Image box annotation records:
+ + + +

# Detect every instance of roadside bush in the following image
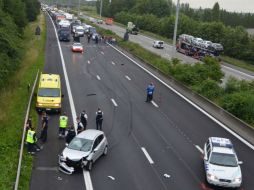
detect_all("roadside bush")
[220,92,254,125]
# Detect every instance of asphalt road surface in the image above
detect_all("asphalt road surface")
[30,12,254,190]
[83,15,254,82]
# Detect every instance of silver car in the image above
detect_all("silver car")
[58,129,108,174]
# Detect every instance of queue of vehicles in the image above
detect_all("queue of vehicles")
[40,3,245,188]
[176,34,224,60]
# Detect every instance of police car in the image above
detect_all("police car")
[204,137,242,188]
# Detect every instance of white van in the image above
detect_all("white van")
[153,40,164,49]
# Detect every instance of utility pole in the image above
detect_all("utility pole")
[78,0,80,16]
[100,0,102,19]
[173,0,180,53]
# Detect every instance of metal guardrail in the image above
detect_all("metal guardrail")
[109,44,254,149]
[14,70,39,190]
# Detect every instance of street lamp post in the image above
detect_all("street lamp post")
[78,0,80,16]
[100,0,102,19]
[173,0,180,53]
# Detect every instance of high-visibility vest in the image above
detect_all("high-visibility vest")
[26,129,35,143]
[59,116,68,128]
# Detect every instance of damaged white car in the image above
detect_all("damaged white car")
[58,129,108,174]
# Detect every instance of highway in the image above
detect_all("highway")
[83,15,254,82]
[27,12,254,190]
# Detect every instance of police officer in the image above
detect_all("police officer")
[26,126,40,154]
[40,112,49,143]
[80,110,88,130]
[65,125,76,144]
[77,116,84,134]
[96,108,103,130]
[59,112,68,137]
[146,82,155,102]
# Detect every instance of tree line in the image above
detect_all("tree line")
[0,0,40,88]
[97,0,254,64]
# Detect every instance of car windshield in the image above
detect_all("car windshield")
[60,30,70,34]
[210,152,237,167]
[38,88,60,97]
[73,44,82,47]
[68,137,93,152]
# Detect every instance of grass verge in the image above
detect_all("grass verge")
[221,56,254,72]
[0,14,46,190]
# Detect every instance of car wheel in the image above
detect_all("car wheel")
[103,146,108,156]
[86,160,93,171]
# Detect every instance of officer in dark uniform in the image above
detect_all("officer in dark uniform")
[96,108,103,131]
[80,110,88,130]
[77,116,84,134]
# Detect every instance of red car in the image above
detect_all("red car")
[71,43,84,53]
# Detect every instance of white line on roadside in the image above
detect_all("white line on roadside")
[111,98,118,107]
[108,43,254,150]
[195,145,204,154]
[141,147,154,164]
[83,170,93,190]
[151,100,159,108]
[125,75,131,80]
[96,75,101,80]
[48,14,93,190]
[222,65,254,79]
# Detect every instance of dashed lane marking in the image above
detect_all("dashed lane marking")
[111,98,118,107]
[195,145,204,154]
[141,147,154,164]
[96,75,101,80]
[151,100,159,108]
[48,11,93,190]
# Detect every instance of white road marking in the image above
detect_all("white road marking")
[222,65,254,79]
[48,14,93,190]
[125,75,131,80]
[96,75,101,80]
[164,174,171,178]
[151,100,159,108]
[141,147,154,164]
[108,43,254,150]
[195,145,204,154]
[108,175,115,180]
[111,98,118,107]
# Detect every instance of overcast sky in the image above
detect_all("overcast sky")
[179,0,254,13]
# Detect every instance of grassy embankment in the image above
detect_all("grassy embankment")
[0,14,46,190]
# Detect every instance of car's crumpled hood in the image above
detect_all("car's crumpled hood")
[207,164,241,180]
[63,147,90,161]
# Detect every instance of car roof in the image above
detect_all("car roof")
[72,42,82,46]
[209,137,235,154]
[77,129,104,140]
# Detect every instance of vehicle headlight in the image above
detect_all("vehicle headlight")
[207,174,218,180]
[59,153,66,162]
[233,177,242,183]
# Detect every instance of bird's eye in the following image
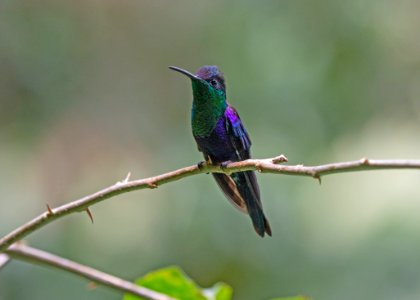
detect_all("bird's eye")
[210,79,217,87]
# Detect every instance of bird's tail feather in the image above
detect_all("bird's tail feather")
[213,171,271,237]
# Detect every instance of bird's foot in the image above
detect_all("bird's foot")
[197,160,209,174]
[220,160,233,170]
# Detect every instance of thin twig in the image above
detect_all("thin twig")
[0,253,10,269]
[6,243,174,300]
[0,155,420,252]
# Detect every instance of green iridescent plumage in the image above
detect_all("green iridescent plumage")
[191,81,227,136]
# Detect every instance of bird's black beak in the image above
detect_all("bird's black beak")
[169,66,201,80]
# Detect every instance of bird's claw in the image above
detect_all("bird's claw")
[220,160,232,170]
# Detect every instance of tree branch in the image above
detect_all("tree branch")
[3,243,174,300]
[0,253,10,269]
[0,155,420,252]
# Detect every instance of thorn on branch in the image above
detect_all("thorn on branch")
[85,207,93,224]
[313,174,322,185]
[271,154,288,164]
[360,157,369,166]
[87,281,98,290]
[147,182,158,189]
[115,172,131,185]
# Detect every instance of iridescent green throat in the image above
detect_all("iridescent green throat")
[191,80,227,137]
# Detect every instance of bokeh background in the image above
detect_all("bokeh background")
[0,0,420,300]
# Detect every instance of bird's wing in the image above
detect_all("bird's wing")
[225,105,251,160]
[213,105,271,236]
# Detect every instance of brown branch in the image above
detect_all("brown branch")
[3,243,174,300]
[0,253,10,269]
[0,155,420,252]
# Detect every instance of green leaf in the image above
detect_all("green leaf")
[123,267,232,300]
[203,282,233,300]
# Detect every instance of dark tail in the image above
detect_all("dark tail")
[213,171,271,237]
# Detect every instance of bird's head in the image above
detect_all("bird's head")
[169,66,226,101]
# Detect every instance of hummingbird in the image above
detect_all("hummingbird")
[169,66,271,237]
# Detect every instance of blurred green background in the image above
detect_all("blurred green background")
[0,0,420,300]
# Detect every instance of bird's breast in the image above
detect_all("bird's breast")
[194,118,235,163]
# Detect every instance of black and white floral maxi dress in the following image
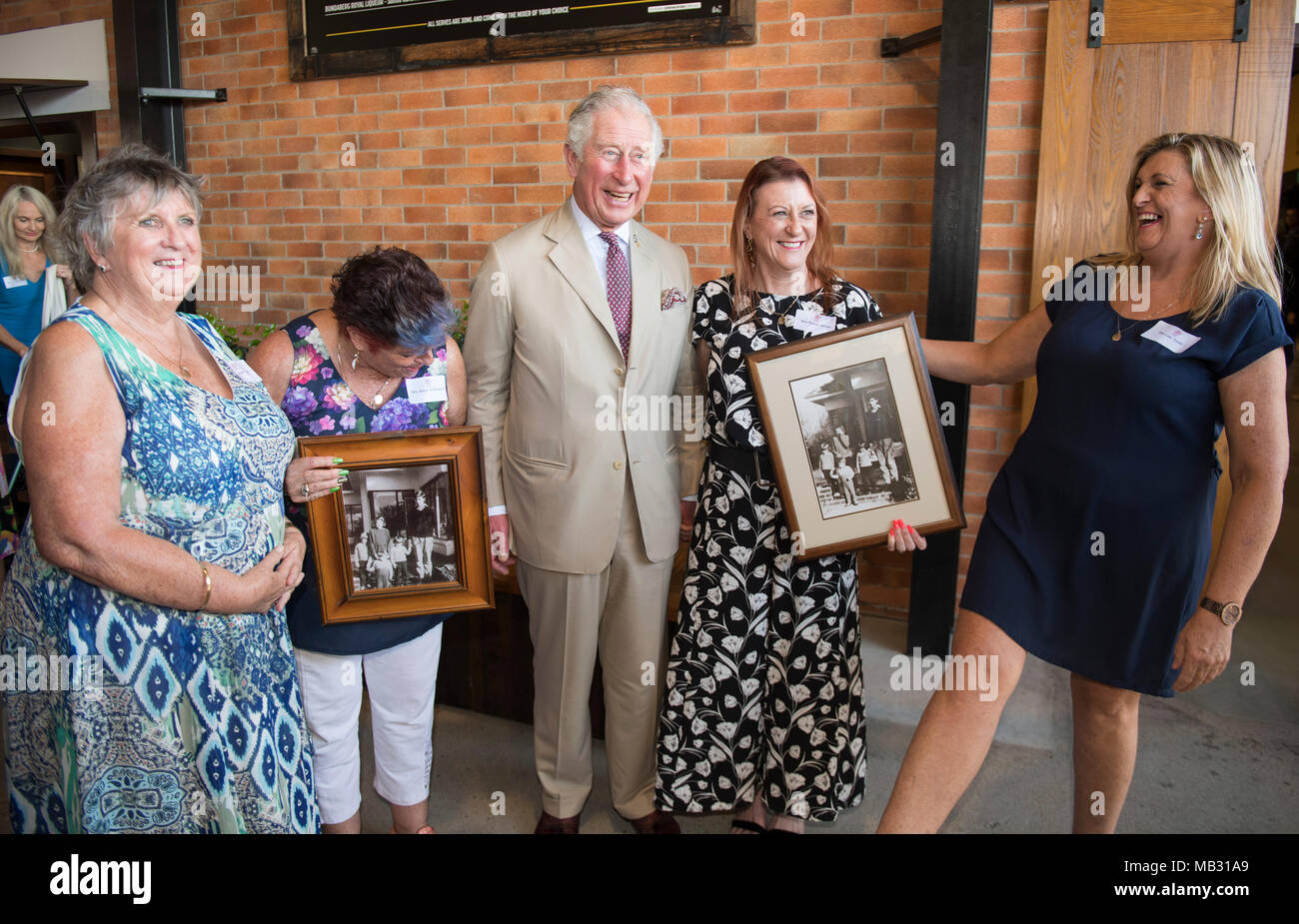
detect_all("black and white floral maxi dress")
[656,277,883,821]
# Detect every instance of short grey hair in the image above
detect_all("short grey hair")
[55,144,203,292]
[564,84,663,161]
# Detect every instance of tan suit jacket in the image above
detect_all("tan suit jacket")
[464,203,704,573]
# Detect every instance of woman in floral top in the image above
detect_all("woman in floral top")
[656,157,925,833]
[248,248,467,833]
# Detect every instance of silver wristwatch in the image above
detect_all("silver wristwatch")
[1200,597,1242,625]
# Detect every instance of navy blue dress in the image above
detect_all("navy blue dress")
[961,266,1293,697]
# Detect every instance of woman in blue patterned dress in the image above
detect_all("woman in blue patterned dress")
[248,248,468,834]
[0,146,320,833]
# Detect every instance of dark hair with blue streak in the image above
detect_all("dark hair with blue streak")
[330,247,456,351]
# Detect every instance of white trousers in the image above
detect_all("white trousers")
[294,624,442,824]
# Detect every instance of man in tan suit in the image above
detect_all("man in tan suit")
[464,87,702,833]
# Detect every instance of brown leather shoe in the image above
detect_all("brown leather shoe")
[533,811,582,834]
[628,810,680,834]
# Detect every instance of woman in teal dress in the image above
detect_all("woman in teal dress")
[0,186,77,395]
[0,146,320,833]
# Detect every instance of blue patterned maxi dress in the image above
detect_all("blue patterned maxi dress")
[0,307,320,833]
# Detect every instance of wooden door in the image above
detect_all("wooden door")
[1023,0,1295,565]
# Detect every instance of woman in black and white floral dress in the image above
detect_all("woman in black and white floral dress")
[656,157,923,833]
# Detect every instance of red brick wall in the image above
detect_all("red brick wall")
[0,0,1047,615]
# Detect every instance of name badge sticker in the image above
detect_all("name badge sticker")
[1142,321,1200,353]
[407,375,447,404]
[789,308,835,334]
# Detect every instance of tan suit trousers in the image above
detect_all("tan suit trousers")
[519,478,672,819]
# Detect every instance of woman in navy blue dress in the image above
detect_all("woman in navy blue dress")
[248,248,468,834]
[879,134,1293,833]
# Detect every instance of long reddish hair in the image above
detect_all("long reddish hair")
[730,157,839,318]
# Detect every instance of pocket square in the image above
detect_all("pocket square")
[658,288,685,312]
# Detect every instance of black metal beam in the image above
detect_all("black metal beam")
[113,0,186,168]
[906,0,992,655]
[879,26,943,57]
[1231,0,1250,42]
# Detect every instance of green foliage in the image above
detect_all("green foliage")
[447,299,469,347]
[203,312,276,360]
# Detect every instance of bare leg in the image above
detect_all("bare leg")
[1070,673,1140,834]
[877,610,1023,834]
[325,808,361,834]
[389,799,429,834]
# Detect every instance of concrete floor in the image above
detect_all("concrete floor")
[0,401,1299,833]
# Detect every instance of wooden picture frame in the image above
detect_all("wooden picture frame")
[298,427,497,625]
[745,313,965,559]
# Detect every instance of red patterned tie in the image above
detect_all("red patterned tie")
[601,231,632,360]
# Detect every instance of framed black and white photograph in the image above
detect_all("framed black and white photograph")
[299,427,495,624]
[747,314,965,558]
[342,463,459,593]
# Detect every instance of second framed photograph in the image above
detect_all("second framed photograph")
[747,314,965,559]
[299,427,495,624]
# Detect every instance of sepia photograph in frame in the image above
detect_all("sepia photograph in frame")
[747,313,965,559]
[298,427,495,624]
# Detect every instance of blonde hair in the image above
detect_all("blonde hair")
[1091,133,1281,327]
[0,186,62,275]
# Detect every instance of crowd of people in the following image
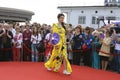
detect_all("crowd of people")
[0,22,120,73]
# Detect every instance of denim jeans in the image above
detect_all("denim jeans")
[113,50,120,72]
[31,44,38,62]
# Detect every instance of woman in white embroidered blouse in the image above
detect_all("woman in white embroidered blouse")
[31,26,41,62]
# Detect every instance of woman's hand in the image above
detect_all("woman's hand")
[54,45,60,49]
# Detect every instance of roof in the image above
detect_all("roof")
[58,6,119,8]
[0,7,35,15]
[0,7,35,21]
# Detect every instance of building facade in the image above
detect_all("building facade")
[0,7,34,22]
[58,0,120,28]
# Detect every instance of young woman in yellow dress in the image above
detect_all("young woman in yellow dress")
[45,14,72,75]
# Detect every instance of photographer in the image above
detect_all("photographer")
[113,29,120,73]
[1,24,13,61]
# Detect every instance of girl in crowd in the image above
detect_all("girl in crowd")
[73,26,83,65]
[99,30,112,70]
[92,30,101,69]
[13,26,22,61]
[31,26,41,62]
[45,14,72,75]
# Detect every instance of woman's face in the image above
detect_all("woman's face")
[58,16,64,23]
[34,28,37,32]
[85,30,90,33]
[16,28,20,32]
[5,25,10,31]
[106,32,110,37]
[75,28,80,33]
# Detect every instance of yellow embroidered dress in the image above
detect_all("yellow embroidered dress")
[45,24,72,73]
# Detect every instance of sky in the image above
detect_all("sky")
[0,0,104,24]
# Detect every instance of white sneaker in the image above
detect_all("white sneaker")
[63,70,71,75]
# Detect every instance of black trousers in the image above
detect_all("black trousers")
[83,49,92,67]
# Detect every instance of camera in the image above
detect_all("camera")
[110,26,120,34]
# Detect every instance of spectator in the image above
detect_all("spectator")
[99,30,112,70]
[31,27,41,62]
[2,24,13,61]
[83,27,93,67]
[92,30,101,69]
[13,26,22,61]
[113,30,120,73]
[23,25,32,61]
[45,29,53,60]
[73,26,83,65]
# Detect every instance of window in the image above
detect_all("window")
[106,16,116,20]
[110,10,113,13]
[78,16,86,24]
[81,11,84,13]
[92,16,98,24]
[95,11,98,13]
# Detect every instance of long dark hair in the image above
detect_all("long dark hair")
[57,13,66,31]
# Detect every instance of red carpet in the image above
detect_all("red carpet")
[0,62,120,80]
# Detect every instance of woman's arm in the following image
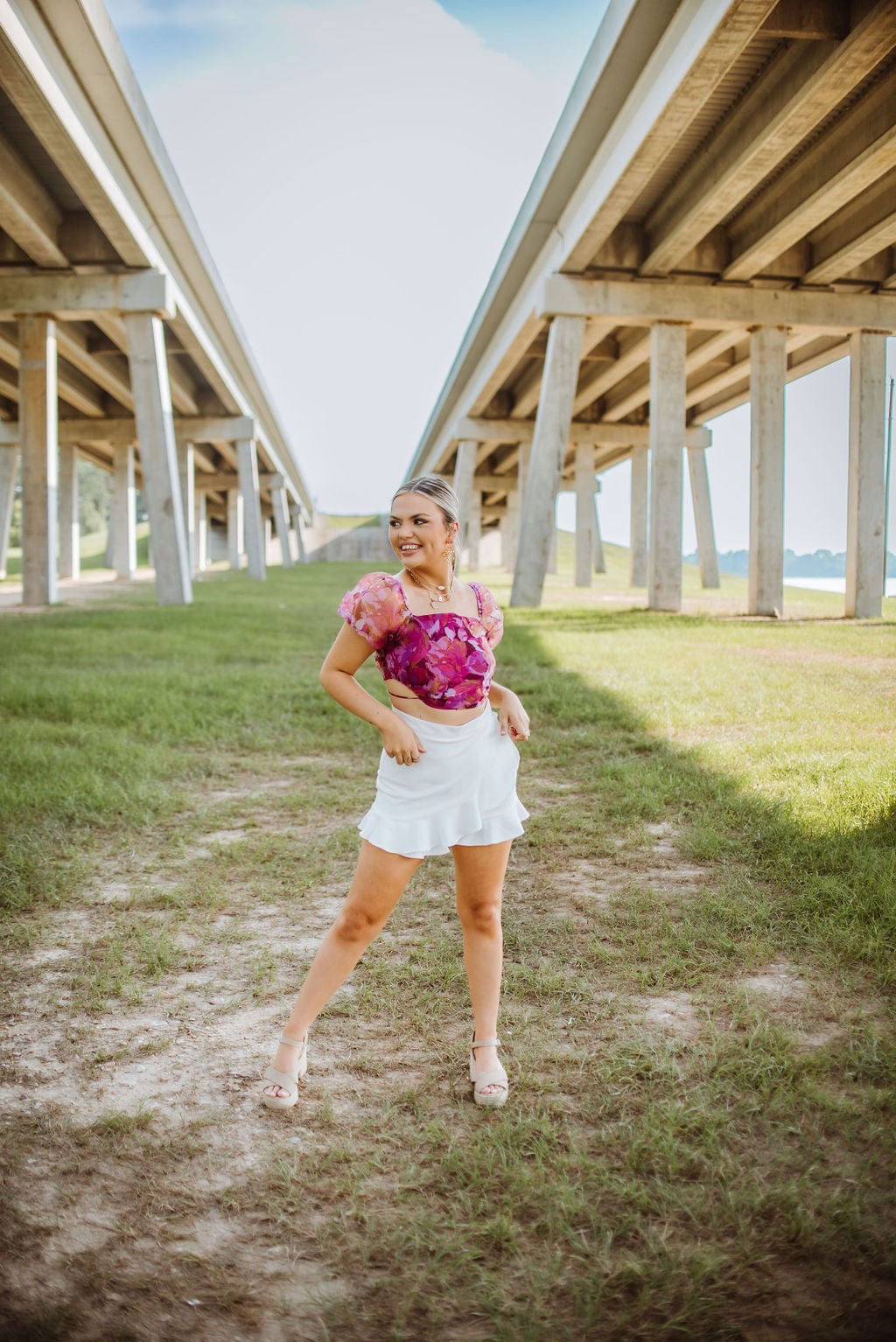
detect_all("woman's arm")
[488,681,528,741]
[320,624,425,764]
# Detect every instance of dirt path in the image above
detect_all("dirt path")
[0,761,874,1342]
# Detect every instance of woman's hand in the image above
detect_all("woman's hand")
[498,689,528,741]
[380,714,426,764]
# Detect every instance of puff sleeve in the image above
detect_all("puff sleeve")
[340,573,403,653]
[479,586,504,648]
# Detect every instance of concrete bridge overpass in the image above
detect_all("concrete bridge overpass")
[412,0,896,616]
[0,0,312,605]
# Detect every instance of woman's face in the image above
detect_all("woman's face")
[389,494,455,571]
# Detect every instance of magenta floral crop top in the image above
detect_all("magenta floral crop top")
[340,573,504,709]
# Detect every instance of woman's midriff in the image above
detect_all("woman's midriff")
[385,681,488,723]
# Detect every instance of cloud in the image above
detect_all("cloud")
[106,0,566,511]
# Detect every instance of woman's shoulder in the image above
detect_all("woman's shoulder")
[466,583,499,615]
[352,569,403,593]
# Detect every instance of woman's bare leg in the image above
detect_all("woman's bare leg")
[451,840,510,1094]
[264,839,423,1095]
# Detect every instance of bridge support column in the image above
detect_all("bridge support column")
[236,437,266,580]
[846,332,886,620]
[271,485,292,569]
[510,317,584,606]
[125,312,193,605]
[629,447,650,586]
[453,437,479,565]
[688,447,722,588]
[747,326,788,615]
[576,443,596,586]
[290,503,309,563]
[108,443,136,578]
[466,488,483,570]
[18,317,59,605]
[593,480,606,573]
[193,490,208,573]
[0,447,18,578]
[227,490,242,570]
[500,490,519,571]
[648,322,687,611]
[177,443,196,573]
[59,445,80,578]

+ + + +

STATED EXERCISE :: Locate "# Detect every instance of window" in the listing above, then print exactly the lines from that line through the final one, omitting all pictures.

SOLUTION TO THE PROBLEM ::
# Detect every instance of window in the image above
detect_all("window")
[106,16,116,20]
[110,10,113,13]
[78,16,86,24]
[81,11,84,13]
[92,16,98,24]
[95,11,98,13]
# Detect every instance of long dark hair in the image above
detect_all("long dark hair")
[57,13,66,31]
# Detect every instance of red carpet in the image above
detect_all("red carpet")
[0,62,120,80]
# Detect every instance of woman's arm in the following image
detect_all("woman's arm")
[488,681,528,741]
[320,624,425,764]
# Detect every instance of dirt path in the image above
detect_all("dirt path")
[0,761,874,1342]
# Detect every instance of woman's hand in the image above
detect_all("woman's hand")
[498,689,528,741]
[380,714,426,764]
# Detect every instance of puff sleeve in the image above
detect_all("puff sleeve")
[340,573,403,653]
[479,586,504,648]
# Detect every instance of concrete bridge overpass in the image above
detect_all("concrete bridge overpass")
[412,0,896,616]
[0,0,312,605]
# Detect every instance of woman's face in the image above
detect_all("woman's face")
[389,494,455,571]
# Detect every instance of magenta floral crop top in the image above
detect_all("magenta floral crop top")
[340,573,504,709]
# Detect every instance of woman's midriff in the image above
detect_all("woman's midriff")
[385,681,488,723]
# Detect every instance of cloud in the image above
detect_all("cloud")
[106,0,566,511]
# Detect every instance of woman's shoulder in the image above
detect_all("woman's shoulder")
[466,583,499,615]
[352,569,403,593]
# Detect every instance of woman's bare leg in the image above
detect_all("woman's bare leg")
[451,840,510,1094]
[264,839,423,1095]
# Detect every instance of bridge support column in the image above
detect_all("bridge support column")
[236,437,266,580]
[846,332,886,620]
[271,485,292,569]
[510,317,584,606]
[125,312,193,605]
[629,447,650,586]
[453,437,479,565]
[688,447,722,588]
[747,326,788,615]
[576,443,596,586]
[290,503,309,563]
[108,443,136,578]
[466,488,483,570]
[18,317,59,605]
[593,480,606,573]
[193,490,208,573]
[0,447,18,578]
[227,490,242,570]
[500,490,519,571]
[648,322,687,611]
[177,443,196,573]
[59,445,80,578]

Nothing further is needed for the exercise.